----- EXERCISE MATERIAL -----

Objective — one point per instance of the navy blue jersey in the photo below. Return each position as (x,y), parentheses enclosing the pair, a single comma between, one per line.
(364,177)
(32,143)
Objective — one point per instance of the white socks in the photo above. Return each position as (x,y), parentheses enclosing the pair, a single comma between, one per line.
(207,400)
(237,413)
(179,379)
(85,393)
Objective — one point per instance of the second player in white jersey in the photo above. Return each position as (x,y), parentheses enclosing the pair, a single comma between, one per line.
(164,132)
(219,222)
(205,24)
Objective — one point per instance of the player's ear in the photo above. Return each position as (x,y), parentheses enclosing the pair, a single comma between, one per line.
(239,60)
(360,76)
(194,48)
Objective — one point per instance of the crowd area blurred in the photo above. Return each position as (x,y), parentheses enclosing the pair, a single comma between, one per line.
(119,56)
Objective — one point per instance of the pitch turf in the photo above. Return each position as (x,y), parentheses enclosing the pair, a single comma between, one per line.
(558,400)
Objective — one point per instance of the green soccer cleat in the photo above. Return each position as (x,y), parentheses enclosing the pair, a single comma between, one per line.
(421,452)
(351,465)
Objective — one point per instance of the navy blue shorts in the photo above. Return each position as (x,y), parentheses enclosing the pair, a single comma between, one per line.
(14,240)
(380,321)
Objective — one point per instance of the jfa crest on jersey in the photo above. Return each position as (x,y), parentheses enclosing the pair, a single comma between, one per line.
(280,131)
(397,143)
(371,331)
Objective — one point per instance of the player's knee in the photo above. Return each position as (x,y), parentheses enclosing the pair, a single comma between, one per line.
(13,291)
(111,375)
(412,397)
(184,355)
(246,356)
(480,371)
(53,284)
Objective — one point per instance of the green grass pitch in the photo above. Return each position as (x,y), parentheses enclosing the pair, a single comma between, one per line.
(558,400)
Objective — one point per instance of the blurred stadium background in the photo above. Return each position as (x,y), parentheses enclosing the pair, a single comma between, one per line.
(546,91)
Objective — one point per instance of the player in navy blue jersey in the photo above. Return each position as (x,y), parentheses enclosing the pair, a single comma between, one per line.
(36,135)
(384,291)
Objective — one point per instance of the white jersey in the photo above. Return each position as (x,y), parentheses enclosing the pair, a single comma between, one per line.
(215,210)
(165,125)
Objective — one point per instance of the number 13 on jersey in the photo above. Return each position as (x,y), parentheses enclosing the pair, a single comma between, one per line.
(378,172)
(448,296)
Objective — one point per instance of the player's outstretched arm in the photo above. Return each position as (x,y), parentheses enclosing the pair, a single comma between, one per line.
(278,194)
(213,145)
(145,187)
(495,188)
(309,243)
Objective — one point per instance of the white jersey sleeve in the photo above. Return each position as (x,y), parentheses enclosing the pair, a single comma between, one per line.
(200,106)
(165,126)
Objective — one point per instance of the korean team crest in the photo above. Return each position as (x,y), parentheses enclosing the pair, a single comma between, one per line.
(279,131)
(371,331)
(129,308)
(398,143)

-----

■ **DESCRIPTION OF THE TASK**
Everything from the line containing "Objective — one point per instance of the korean" through the final line of the records is what you should print, exactly and with nothing added.

■ **ANSWER TO THIS EXERCISE**
Objective — one point per instance of the korean team crest in the photo above. Return each position as (x,y), parentheses enclosing the pair, a single comma between, one per line.
(279,131)
(371,331)
(129,308)
(398,143)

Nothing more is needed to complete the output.